──────── RECORDED DATA
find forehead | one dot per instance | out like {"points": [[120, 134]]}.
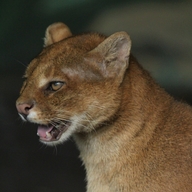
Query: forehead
{"points": [[68, 53]]}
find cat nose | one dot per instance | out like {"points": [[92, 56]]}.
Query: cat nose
{"points": [[24, 108]]}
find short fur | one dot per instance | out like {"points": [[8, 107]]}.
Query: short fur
{"points": [[132, 135]]}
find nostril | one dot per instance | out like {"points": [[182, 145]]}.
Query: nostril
{"points": [[24, 108]]}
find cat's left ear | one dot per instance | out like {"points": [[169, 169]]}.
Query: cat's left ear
{"points": [[114, 54], [56, 32]]}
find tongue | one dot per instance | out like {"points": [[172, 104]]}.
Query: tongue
{"points": [[42, 129]]}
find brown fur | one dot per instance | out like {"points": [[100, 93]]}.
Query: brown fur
{"points": [[131, 134]]}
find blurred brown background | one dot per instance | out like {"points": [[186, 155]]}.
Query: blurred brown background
{"points": [[161, 33]]}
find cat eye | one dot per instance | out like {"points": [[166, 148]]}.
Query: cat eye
{"points": [[55, 85]]}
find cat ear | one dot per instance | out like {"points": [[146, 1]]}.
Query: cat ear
{"points": [[56, 32], [114, 52]]}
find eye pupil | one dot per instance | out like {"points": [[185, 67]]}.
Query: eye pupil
{"points": [[54, 86]]}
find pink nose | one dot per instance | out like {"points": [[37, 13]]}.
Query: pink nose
{"points": [[24, 108]]}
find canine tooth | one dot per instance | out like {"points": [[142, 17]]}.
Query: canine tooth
{"points": [[48, 135]]}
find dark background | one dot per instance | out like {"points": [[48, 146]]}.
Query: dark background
{"points": [[161, 33]]}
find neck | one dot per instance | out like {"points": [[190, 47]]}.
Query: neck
{"points": [[102, 151]]}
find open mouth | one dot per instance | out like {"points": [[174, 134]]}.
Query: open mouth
{"points": [[52, 132]]}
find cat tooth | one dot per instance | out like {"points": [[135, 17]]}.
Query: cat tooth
{"points": [[57, 126], [48, 135]]}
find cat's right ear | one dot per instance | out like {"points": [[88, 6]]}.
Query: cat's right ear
{"points": [[56, 32]]}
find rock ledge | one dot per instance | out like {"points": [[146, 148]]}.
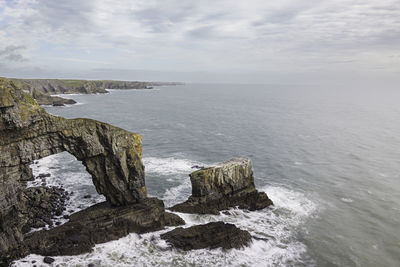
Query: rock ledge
{"points": [[228, 184]]}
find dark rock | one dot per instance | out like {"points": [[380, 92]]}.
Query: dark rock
{"points": [[226, 185], [48, 260], [27, 133], [197, 167], [98, 224], [211, 235]]}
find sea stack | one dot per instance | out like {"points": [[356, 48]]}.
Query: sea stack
────────────────
WHAT YOU HAVE TO DO:
Write out, word for word, the lines running from the one containing "Query: dark background" to the end of the data above; the pictures are to be left out.

SOLUTION TO THIS EXERCISE:
Query: dark background
{"points": [[161, 33]]}
find neck | one dot per instance | out like {"points": [[190, 47]]}.
Query: neck
{"points": [[102, 151]]}
find open mouth | one dot per instance | out like {"points": [[174, 134]]}.
Query: open mouth
{"points": [[52, 132]]}
find cat tooth | one dot per instance | out like {"points": [[135, 17]]}.
Query: cat tooth
{"points": [[57, 126], [48, 135]]}
find cat's right ear | one dot per instance | out like {"points": [[88, 6]]}.
Query: cat's right ear
{"points": [[56, 32]]}
find rock ledge | one dot per instance | out like {"points": [[146, 148]]}.
Query: rock ledge
{"points": [[228, 184]]}
find dark rock | one dot per instance | out like {"points": [[380, 92]]}.
Query: dark rock
{"points": [[226, 185], [48, 260], [27, 133], [197, 167], [98, 224], [211, 235]]}
find sea stack | one dot per instance | out like {"points": [[356, 48]]}.
Query: sea stack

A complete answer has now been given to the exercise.